──────── PROVIDED INFORMATION ────────
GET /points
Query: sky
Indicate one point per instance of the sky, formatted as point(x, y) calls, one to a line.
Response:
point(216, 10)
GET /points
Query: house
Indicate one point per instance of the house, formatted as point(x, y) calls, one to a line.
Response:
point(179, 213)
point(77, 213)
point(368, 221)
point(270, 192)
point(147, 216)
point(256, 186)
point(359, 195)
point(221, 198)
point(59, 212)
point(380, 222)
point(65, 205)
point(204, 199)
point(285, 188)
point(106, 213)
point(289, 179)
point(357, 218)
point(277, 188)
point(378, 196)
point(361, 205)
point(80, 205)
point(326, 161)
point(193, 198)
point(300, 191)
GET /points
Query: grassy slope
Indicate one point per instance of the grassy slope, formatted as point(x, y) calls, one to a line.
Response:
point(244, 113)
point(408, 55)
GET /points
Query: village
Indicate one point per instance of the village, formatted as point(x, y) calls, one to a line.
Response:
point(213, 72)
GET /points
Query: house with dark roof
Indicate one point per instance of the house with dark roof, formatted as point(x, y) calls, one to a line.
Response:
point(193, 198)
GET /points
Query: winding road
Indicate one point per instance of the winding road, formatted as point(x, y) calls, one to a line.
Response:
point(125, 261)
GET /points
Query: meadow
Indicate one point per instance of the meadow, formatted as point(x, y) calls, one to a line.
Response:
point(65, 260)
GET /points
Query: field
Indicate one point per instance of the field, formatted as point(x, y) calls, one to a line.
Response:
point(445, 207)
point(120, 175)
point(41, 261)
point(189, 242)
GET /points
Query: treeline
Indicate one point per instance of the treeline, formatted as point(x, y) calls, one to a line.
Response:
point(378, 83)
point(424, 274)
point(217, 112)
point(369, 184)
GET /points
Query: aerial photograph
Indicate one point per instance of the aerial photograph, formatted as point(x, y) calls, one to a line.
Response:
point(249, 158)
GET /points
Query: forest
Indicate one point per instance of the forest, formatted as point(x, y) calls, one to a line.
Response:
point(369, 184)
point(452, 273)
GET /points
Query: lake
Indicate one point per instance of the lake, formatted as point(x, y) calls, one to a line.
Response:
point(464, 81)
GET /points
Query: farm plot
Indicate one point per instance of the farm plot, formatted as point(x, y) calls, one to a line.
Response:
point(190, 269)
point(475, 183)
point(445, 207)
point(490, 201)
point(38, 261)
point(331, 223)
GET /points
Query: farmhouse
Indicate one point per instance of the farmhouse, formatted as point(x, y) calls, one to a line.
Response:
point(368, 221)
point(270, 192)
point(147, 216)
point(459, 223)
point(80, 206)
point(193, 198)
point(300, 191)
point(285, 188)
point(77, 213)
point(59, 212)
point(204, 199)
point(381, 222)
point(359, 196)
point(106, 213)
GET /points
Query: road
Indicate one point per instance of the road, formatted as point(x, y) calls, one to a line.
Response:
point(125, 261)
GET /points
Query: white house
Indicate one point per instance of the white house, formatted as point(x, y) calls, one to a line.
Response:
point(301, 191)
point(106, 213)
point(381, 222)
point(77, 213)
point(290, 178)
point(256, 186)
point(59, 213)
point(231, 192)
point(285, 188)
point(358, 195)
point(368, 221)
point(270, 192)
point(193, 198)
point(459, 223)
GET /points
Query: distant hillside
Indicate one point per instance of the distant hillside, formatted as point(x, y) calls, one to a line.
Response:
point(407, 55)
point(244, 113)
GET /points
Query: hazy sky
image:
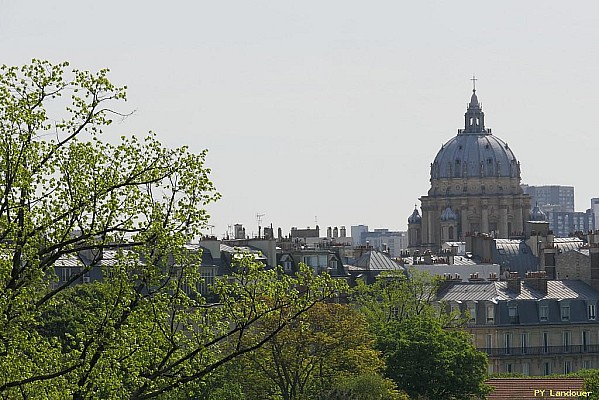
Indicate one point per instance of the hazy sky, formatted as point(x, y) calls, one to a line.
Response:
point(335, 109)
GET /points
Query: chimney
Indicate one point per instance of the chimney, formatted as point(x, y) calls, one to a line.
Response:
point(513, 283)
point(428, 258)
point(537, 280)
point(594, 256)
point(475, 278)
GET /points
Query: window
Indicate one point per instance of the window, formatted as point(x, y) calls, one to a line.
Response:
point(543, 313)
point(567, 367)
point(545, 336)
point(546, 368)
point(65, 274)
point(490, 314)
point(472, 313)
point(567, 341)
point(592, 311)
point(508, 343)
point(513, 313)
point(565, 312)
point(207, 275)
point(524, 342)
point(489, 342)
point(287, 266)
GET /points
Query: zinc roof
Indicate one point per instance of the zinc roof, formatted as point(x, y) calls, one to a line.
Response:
────────
──────── PROVIDED INFORMATION ────────
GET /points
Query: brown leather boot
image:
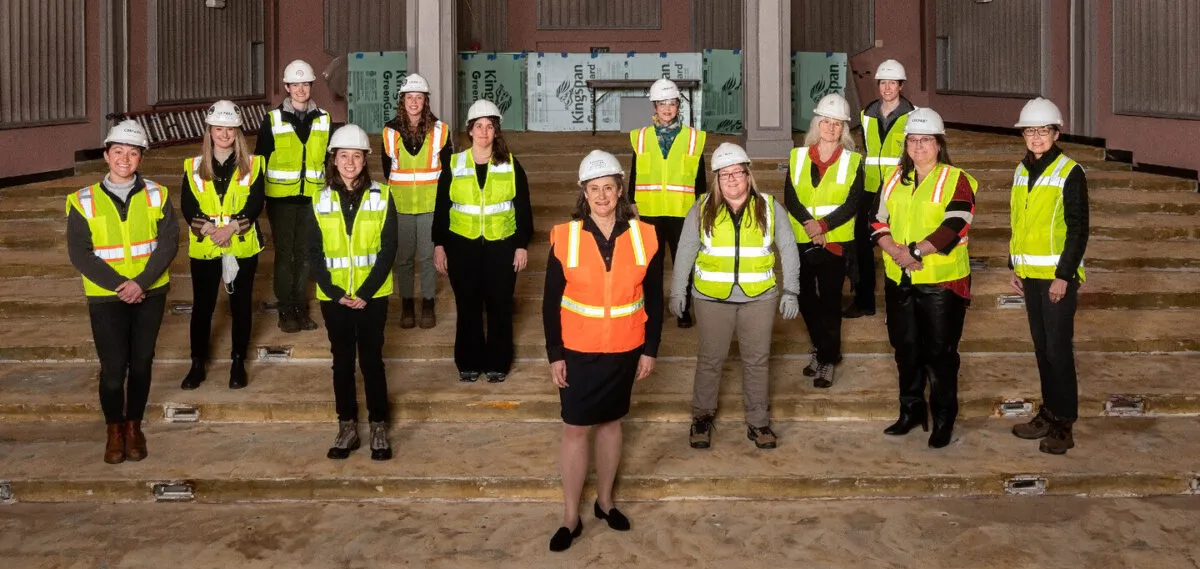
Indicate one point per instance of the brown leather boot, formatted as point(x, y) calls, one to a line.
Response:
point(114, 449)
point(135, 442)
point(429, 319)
────────
──────── PROVIDED INFORMATION ────────
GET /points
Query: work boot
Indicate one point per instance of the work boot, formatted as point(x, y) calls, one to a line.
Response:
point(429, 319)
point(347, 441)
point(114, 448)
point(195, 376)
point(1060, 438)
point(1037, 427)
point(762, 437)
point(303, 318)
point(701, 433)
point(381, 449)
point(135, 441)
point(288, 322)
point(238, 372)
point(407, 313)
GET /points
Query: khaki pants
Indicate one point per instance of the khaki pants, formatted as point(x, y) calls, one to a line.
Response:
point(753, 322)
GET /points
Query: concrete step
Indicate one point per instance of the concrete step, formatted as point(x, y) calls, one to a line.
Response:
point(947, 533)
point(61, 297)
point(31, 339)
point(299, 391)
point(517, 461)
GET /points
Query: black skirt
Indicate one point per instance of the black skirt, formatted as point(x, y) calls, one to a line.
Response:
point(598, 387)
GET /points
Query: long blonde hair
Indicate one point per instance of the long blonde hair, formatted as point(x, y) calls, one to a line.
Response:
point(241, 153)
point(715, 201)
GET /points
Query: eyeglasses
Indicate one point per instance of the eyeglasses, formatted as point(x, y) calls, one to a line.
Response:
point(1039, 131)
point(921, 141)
────────
Give back every line of the listing where the word "work" shows up.

**ANSWER BELOW**.
Query: work boot
Indicate one point per instance of the work boot, formatted as point(x, y) calls, one to a line.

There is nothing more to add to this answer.